## START DATA PROVIDED

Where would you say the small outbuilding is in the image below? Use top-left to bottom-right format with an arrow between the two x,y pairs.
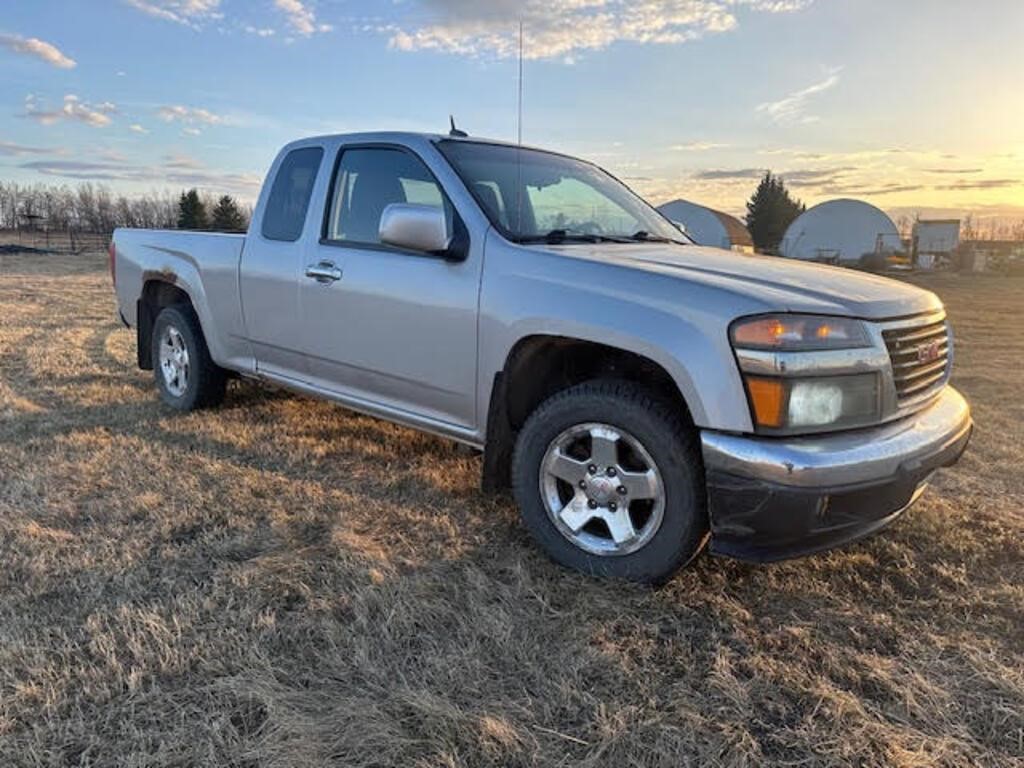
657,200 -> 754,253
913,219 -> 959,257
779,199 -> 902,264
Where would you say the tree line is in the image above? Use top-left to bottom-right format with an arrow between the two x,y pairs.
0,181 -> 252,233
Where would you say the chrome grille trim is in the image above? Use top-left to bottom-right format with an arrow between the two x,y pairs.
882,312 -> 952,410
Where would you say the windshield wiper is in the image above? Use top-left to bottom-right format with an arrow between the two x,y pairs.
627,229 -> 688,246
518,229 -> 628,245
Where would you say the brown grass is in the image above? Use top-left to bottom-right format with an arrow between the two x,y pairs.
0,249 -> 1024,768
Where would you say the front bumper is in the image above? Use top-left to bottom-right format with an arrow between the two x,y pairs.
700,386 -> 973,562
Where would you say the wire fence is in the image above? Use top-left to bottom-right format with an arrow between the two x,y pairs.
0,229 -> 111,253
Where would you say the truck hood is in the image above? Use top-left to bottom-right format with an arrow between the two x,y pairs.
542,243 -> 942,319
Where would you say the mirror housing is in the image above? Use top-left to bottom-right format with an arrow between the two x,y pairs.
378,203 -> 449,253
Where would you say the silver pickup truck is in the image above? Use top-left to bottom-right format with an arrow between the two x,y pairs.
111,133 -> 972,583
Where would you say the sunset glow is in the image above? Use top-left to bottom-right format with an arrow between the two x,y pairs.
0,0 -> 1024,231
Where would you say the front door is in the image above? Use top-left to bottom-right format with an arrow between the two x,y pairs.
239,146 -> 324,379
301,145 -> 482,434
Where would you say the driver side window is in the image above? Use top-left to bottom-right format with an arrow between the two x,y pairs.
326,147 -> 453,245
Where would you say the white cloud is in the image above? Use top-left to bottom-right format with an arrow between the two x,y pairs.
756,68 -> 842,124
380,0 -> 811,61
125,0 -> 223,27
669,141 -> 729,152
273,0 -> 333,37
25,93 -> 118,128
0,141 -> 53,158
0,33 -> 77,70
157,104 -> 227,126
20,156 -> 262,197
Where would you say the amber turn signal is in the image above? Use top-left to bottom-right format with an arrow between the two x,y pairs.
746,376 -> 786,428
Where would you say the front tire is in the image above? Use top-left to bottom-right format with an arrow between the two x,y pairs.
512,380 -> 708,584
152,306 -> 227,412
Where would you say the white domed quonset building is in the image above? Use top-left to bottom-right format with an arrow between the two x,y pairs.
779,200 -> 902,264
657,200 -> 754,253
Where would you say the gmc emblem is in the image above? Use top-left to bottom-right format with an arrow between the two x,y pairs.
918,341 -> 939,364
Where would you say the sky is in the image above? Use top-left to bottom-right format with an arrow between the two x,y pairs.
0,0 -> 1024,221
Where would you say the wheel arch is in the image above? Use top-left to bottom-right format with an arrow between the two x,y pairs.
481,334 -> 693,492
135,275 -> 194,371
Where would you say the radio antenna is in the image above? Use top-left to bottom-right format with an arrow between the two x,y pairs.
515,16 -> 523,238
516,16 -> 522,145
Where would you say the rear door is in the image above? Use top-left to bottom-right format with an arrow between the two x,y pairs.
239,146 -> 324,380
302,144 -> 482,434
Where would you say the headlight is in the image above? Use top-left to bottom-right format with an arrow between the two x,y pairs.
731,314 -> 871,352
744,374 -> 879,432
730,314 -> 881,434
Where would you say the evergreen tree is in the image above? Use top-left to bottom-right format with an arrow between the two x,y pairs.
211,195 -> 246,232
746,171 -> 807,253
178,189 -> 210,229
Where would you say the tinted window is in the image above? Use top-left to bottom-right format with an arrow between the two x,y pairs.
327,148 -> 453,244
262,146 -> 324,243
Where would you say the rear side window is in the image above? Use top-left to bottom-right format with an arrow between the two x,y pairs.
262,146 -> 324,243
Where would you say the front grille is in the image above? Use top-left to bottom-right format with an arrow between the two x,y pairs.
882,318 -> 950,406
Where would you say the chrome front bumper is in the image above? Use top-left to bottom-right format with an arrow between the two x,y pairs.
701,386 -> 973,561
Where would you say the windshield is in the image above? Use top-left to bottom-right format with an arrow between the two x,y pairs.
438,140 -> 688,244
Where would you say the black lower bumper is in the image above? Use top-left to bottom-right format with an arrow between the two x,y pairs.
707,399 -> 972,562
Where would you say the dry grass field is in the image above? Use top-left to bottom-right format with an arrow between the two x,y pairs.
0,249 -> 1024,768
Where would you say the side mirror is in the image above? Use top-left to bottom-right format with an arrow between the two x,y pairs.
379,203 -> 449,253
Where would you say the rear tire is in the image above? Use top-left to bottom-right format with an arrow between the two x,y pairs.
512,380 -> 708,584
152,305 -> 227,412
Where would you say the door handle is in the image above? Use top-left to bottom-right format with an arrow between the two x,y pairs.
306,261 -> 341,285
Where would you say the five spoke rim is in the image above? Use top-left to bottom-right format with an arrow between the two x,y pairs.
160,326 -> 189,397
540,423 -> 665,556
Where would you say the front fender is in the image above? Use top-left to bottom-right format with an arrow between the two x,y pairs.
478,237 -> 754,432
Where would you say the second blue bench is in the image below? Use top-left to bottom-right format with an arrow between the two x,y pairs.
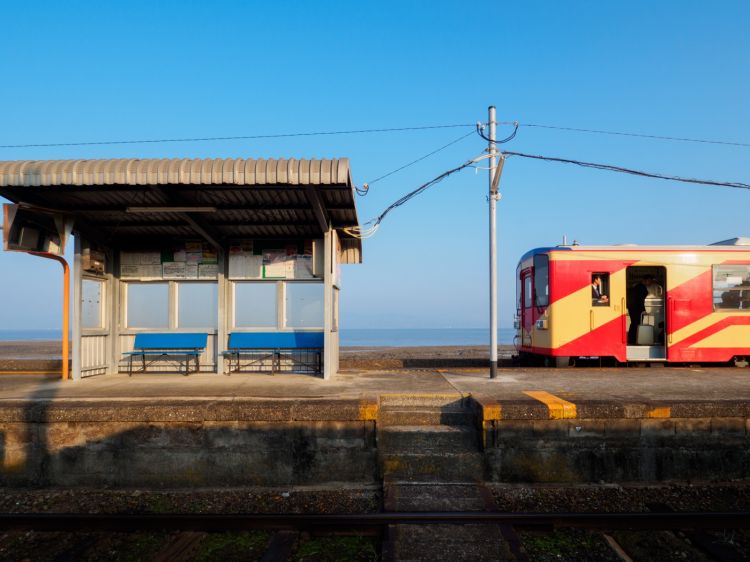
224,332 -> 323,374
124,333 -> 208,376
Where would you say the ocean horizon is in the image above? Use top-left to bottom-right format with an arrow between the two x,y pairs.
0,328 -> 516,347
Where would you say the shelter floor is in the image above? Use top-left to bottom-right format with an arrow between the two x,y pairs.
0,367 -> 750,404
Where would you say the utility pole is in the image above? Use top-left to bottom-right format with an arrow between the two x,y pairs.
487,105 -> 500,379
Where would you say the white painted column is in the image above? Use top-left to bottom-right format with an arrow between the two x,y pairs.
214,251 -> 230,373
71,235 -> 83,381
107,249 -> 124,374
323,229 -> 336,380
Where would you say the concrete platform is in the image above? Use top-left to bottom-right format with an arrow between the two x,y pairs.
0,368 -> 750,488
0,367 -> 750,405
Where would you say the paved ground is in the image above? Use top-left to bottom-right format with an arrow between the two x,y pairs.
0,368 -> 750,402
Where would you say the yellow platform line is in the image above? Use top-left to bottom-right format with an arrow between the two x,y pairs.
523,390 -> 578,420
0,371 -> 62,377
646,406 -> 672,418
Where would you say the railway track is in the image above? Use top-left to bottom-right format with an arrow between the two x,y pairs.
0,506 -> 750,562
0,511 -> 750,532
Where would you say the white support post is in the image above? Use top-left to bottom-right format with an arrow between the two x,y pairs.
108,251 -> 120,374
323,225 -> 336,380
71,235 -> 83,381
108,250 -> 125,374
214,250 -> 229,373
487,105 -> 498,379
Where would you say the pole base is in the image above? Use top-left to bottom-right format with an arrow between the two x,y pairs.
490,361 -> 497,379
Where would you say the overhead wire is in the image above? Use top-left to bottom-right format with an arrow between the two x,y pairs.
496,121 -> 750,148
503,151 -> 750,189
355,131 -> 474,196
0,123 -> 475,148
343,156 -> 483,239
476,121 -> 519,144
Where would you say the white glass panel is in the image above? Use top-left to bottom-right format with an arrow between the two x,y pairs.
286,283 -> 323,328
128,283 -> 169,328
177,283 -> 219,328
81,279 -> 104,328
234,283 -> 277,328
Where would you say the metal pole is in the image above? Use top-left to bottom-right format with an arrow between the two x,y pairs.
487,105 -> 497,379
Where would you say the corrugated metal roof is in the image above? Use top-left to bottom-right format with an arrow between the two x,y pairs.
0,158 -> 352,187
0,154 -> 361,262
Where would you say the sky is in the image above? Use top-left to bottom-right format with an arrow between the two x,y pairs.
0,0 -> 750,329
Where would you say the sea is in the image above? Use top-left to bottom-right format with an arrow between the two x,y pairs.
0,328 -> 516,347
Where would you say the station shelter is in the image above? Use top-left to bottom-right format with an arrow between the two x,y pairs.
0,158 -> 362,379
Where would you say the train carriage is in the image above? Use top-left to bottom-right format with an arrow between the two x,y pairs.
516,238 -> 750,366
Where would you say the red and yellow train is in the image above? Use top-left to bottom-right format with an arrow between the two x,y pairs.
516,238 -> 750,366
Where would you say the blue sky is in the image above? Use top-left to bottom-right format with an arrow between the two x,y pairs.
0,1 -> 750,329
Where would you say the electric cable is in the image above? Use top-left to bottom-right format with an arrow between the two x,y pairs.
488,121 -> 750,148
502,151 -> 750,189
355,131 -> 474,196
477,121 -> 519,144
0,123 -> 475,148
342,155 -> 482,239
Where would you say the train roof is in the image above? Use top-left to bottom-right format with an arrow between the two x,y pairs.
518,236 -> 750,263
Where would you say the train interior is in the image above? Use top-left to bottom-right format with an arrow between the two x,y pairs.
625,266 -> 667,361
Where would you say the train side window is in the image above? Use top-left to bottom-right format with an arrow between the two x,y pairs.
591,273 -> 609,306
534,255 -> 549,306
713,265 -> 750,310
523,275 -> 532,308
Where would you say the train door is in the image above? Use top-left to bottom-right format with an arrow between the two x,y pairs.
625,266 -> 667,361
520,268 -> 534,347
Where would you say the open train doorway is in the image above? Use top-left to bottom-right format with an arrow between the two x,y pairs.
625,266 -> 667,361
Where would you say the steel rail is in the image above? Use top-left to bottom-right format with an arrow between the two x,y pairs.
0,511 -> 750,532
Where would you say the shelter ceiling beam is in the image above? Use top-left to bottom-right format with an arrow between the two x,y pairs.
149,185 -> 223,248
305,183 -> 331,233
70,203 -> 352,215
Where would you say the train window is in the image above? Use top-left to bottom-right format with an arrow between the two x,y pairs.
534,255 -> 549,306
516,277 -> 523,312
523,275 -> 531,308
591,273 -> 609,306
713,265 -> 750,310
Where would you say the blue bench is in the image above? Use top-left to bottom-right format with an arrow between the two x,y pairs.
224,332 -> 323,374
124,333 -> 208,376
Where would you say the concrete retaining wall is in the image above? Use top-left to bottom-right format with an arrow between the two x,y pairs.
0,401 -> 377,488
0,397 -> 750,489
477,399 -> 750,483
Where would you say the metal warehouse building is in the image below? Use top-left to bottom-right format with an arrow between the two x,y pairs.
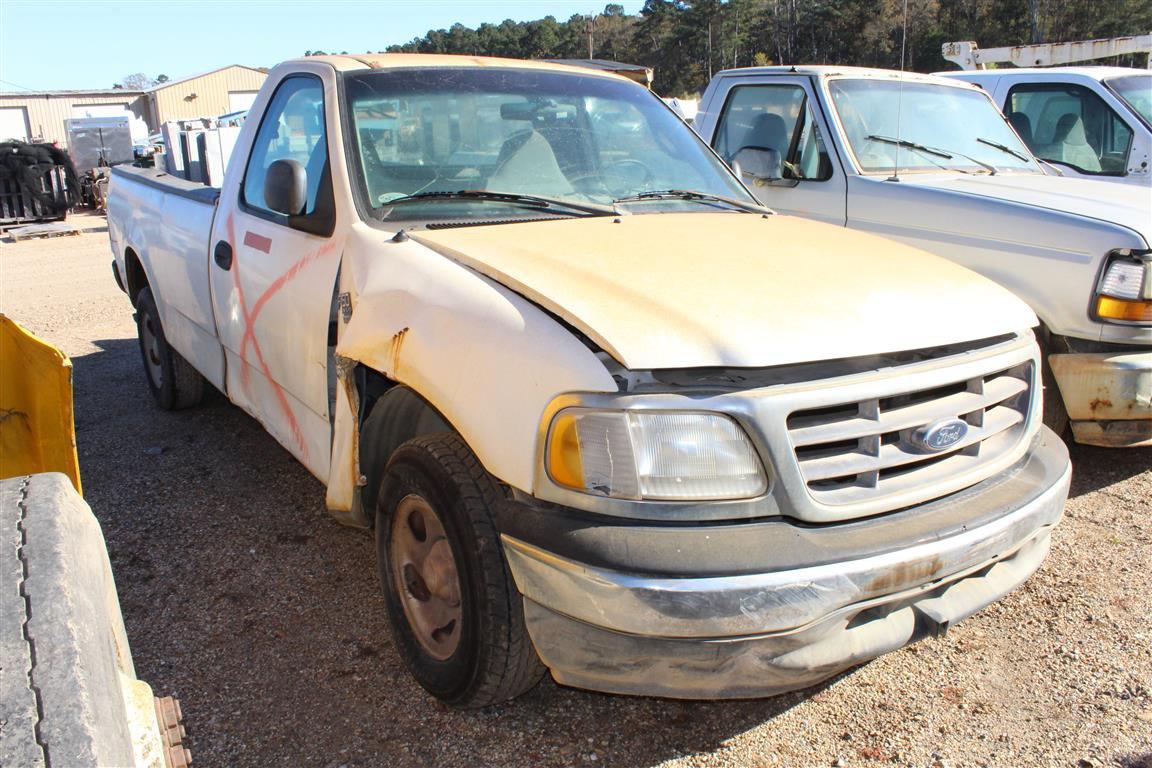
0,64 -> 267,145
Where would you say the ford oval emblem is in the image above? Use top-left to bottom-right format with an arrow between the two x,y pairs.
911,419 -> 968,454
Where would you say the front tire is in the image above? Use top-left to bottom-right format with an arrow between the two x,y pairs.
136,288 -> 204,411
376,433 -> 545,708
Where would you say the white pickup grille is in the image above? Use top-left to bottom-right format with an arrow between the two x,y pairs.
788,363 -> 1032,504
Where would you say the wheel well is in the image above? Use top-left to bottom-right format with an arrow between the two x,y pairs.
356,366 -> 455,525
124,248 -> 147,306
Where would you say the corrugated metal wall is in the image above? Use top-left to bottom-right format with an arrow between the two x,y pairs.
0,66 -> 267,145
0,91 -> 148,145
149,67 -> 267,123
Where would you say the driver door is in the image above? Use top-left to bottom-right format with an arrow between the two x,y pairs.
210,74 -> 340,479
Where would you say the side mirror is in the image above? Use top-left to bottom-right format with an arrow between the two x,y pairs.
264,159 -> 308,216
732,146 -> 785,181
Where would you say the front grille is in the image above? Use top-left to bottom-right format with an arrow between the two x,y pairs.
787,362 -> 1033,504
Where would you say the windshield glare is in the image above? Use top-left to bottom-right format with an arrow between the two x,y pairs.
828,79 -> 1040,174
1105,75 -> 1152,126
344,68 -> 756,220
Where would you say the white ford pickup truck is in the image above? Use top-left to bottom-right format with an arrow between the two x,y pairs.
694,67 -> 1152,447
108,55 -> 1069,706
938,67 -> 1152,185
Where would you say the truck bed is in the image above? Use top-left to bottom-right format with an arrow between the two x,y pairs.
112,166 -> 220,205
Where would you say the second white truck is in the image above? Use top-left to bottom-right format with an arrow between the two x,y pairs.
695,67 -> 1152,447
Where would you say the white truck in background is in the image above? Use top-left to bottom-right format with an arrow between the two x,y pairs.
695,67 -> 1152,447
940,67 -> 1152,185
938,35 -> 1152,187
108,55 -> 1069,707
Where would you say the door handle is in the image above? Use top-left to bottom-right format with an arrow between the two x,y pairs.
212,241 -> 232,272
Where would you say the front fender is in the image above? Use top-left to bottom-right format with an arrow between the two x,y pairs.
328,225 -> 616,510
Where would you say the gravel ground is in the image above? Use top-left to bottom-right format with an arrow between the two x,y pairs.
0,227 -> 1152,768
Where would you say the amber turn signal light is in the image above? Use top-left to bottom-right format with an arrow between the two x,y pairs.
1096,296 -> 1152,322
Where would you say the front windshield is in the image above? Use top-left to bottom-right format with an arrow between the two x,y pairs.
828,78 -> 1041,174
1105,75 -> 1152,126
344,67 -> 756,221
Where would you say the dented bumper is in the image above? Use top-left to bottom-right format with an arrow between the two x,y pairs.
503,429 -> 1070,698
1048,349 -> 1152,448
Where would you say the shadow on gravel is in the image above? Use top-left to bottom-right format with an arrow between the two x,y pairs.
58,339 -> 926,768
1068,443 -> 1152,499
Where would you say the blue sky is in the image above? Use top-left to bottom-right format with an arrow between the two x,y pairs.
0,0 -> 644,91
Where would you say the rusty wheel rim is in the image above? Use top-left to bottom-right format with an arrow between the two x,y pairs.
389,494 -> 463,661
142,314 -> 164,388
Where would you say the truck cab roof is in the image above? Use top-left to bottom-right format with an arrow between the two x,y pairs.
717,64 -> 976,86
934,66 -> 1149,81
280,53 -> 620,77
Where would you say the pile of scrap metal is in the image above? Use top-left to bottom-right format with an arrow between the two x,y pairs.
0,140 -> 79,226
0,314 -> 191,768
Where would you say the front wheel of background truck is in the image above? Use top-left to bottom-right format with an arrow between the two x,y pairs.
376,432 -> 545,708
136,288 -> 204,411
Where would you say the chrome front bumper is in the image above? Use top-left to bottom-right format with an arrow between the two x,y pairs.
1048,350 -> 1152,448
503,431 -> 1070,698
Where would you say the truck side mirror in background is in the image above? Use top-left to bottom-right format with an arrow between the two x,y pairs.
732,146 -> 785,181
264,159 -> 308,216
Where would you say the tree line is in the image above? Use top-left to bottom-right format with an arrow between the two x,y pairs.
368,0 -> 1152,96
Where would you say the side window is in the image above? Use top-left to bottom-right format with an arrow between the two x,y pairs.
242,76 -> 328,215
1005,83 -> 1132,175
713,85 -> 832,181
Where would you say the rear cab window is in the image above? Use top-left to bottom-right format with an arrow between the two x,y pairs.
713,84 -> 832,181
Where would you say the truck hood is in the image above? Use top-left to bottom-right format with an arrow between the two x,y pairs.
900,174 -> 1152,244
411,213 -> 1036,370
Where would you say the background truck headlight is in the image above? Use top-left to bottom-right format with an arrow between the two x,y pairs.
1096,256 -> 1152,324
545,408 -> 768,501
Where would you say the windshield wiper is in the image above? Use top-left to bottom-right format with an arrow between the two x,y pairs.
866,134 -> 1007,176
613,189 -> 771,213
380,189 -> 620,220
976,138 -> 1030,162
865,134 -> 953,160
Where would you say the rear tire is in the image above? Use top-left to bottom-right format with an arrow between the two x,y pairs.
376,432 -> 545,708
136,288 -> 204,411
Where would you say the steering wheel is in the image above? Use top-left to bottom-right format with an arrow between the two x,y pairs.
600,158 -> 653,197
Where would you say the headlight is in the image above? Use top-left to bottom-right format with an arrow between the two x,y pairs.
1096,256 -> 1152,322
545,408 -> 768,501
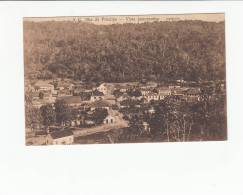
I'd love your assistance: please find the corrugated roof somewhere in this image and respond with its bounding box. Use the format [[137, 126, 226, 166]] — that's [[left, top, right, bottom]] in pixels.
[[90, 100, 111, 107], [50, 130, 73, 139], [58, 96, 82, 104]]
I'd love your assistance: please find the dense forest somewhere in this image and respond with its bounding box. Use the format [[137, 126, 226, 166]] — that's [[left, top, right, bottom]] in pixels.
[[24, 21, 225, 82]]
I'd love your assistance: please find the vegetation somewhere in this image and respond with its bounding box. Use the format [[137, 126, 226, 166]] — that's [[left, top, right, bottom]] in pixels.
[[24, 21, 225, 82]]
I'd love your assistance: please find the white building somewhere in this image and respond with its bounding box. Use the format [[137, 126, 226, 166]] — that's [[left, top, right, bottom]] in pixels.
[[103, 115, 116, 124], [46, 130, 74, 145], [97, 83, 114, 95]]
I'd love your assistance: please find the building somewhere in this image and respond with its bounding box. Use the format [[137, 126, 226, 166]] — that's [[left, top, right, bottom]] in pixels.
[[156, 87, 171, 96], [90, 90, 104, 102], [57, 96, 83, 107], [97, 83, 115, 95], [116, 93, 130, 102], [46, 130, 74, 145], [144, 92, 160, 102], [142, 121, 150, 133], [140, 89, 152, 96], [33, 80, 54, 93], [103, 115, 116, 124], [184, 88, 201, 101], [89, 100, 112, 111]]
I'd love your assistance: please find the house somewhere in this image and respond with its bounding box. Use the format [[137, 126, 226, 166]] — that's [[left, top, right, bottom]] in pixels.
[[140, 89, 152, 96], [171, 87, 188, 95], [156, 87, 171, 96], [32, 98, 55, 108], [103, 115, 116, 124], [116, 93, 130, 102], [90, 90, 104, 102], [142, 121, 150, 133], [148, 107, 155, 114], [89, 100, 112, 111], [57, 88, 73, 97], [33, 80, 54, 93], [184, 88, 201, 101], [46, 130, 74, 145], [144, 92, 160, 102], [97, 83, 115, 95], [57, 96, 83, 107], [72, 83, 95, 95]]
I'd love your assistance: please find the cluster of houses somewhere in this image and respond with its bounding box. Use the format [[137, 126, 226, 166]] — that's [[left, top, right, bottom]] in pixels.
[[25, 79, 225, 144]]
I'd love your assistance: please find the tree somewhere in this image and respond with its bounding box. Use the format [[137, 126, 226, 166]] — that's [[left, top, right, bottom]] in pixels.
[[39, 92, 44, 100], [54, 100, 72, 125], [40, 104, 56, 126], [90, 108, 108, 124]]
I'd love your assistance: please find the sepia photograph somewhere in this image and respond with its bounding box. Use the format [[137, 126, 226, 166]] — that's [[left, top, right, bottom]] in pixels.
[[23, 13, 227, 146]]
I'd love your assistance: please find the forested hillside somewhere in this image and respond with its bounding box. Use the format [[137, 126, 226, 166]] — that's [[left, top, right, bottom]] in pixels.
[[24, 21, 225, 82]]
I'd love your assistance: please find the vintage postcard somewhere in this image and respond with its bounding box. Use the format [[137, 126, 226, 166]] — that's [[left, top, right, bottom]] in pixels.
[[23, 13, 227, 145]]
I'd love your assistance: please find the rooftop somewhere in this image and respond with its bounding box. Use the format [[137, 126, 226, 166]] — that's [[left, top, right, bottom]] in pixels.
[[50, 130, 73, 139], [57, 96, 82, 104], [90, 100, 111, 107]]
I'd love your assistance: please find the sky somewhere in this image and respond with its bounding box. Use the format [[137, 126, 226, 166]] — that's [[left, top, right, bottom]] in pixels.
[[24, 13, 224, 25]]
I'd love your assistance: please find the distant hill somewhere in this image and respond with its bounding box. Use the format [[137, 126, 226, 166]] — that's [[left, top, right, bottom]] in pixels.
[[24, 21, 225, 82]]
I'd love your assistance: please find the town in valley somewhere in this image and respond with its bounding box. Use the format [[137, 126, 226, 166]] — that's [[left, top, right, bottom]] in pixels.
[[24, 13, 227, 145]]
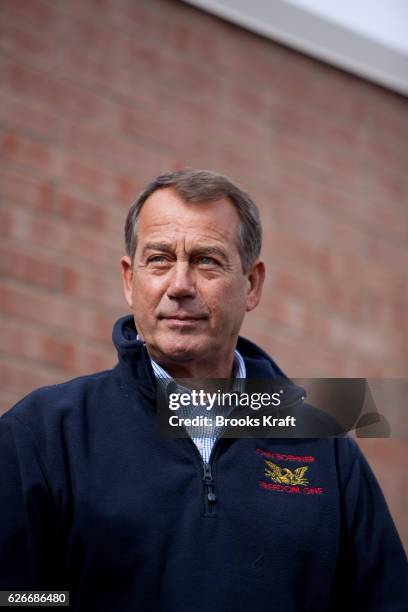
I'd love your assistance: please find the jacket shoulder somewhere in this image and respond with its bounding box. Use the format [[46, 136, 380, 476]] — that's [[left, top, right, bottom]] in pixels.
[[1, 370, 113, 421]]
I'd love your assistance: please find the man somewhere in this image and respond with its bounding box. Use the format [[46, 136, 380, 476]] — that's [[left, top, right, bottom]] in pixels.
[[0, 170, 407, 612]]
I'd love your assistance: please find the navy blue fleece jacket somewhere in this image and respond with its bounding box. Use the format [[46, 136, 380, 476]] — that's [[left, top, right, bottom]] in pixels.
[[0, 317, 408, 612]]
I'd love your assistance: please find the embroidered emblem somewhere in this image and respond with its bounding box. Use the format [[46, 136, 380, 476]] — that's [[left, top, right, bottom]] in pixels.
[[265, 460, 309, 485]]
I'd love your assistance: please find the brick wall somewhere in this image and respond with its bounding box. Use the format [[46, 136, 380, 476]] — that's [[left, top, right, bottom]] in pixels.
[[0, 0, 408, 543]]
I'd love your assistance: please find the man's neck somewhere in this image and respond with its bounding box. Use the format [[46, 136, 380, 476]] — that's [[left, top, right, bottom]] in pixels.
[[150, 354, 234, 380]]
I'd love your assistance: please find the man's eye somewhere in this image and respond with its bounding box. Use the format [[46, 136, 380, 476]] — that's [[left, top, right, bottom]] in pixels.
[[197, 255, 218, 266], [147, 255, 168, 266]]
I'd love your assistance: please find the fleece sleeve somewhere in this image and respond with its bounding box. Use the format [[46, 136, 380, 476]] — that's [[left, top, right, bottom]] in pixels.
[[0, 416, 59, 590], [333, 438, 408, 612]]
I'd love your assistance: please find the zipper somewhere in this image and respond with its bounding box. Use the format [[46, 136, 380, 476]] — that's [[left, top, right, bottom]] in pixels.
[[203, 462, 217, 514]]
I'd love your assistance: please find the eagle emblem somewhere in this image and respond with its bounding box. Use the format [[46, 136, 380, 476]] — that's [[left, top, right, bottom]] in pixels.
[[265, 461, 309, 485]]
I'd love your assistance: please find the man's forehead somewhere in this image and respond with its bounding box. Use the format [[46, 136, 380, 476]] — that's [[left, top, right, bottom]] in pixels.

## END DATA PROVIDED

GOAL
Pick out every line of the data above that contains the string "platform" and copy each of those lines. Matching is case-sensitive.

SOLVED PROBLEM
Where would you say the concrete platform is in the image above? Use top-left to bottom-right format with an arrow between the two x,y pairs.
Where would you say the yellow platform line is in the image above? Use top-left to bottom-right format with an arrow between the two x,y pairs.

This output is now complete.